* _Given exercise_
Return the exact lines spanning from the line with "In this picture, where can the mound" through the last line of the entries, boundaries included, and no others.

* _Task data_
■ ■ ■ ■ ■
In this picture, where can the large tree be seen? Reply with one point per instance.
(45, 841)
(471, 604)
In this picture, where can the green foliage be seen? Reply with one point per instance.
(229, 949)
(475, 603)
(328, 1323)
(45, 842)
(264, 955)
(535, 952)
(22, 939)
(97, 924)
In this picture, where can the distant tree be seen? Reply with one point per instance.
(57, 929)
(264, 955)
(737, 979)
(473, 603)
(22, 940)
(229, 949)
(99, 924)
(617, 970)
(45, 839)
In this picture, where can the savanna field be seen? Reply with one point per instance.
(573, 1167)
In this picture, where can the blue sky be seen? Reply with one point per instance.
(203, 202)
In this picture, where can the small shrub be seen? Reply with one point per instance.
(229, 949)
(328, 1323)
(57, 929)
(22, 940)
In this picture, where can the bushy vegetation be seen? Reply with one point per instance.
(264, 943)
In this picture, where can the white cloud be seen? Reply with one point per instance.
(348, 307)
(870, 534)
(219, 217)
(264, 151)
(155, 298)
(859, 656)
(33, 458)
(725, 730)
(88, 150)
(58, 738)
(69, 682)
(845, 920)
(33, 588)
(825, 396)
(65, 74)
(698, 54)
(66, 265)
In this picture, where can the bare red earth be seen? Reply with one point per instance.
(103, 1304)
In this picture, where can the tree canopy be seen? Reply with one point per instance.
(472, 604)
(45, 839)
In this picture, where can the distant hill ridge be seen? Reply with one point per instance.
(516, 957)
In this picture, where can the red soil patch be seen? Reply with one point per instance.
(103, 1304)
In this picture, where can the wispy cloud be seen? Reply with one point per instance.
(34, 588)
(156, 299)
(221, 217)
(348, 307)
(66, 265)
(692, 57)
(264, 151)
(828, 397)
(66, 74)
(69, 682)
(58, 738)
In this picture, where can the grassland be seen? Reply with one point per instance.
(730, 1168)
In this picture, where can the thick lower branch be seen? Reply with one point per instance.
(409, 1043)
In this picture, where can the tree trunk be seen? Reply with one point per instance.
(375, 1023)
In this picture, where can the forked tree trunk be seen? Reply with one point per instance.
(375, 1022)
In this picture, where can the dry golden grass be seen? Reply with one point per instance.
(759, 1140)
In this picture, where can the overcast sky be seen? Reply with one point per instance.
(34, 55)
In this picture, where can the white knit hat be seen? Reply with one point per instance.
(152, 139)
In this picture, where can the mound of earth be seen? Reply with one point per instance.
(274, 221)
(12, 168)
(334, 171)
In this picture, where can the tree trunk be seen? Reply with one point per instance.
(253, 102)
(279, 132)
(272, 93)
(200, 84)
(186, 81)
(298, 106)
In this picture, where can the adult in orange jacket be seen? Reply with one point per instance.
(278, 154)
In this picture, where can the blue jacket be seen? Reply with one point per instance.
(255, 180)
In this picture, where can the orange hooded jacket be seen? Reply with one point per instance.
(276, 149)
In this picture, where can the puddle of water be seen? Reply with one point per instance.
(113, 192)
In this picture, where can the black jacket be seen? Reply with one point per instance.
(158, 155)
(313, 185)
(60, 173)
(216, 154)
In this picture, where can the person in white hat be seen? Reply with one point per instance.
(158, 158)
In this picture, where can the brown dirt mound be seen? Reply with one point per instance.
■ ■ ■ ■ ■
* _Answer_
In this picture, where can the mound of earth be seen? Reply with one point per instance.
(274, 221)
(12, 168)
(334, 171)
In this picture, where can the tree trunk be seen? Reply with one point per instance.
(253, 102)
(279, 132)
(272, 93)
(200, 84)
(186, 81)
(298, 106)
In this picture, where can the adult in orange jacket be seen? Reply with one point per instance.
(278, 154)
In this picture, where can the blue jacket be seen? Reply with one point per instance.
(255, 180)
In this picture, where can the orange hooded jacket be seen? Reply with one point per instance.
(276, 149)
In this picture, where can the puddle of water be seen? Reply with one point per instance.
(113, 192)
In this picture, where can the black jacket be seen? Reply with one point per instance.
(158, 155)
(313, 185)
(60, 173)
(216, 154)
In this picture, where can the person in white hat be seen? Reply with one point per instance.
(158, 158)
In this picture, where can the brown dirt mound be seen? Reply with one point per instance.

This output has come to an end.